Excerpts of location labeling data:
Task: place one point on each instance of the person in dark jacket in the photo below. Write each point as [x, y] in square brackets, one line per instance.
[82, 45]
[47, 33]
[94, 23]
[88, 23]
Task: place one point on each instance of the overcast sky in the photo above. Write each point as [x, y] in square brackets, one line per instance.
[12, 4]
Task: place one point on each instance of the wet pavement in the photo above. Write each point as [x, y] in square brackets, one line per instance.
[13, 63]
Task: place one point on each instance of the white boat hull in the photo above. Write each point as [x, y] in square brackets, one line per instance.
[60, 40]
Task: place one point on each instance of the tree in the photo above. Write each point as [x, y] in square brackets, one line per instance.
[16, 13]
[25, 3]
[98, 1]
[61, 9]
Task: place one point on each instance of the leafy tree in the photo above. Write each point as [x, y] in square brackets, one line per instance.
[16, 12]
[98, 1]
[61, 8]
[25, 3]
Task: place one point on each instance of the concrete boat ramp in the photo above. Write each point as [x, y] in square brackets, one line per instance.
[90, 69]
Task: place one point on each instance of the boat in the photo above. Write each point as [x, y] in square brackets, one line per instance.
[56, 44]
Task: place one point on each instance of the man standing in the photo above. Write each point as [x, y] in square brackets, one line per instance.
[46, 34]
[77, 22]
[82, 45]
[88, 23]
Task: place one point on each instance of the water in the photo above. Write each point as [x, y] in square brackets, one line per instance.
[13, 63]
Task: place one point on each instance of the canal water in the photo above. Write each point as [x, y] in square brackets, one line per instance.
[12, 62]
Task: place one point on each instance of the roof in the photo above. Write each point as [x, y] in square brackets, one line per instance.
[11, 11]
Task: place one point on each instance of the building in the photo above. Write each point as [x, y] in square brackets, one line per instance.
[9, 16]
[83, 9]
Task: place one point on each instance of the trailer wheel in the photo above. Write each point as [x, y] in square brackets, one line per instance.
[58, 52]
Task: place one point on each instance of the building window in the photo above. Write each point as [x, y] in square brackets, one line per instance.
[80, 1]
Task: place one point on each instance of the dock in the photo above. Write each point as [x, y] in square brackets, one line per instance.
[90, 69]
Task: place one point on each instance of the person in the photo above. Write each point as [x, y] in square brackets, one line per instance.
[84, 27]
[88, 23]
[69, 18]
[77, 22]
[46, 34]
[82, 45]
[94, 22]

• _Exercise description_
Restate every entry word for word.

• _Worked answer_
Task: place one point on each instance of the person in dark jacket in the photo below. Write each point as [x, y] in square brackets, one line per instance.
[82, 45]
[47, 33]
[94, 23]
[88, 23]
Task: place one point on each instance of the overcast sky in the photo above. Write each point as [x, y] in square brackets, one line per instance.
[12, 4]
Task: place one point on each instance of the wet pavement in the photo above. Write each point as [x, y] in square brackets, one line per instance.
[13, 63]
Task: place one point on each instance of the white boat hull in the photo above. Write each point as [x, y] in square brackets, one line per instance.
[60, 40]
Task: place one point on each instance of the tree in the photo above. Write each point as [x, y] in square brackets, one line per instance.
[16, 13]
[25, 3]
[98, 1]
[61, 9]
Task: place one point on each instance of the leafy tree in the photo above. Write each point as [x, y] in square brackets, one line per instance.
[16, 12]
[98, 1]
[61, 8]
[25, 3]
Task: place one point on each instance of the concrete boat ramp in the photo above. Write each point as [x, y] in square brackets, one line per instance.
[90, 69]
Task: place one point on each instance of the boat in the photo above. Write each point as [x, y] in square brackets, one line per instance.
[56, 44]
Task: place one point on each instance of the man standing in the photo above. Write each point as [x, y] in square brackets, one line per instance.
[46, 34]
[77, 22]
[82, 45]
[88, 23]
Task: place one point on each instance of the water in the photo above. Write each point as [x, y] in square brackets, one line per instance.
[13, 63]
Task: place one point on each instance of the canal water in the photo above. Write each point as [x, y] in square brackets, one line per instance.
[12, 62]
Task: place one point on each instance of the roof in the photo above. Write each point as [x, y] in square brackets, one line per instance.
[11, 11]
Task: place one point on each instance of the building in the photo above. Write each point as [x, y] in square brackets, one line per instance.
[9, 16]
[83, 9]
Task: place one point on each instance of the trailer wheel in the photo above. Write each point as [x, y] in square brackets, one line per instance.
[58, 52]
Task: place one point on each instance of the building window in the photo above. Write each point as [x, y] in square brackets, one line per instance.
[80, 1]
Task: place one point on each instance of the dock in the photo above. Write each point as [x, y] in square brackets, one line per instance.
[90, 69]
Task: place one point on each instance of the person in the photo above. Write each point as [x, y] in square brackets, one line per instance.
[84, 27]
[88, 23]
[69, 18]
[77, 22]
[46, 34]
[82, 45]
[94, 22]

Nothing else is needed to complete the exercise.